- _What is expected_
Every line of the data below is to be given again as it appears, with the images removed.

- _Records to use_
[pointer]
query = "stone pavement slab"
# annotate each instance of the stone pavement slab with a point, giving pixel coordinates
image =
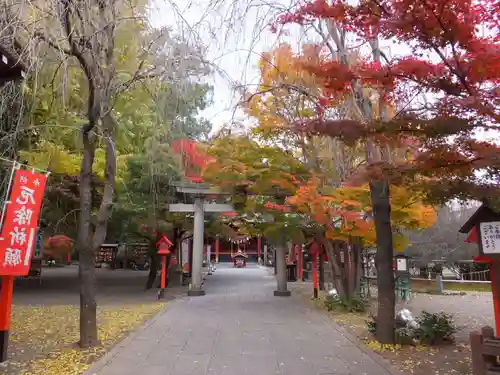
(239, 327)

- _Exercise response_
[pointer]
query = "stone pavement slab"
# annotate each instance of the stone pavement slab with a point, giving pixel coordinates
image =
(239, 327)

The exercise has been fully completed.